• [Exercise instructions]: Find the string "each" in the data, then copy every line where it is found.

• [Material shown]:
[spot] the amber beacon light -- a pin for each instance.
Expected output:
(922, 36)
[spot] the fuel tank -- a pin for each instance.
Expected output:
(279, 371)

• [Result for this exercise]:
[spot] the amber beacon light -- a pin for each instance.
[spot] the fuel tank -- a pin for each instance.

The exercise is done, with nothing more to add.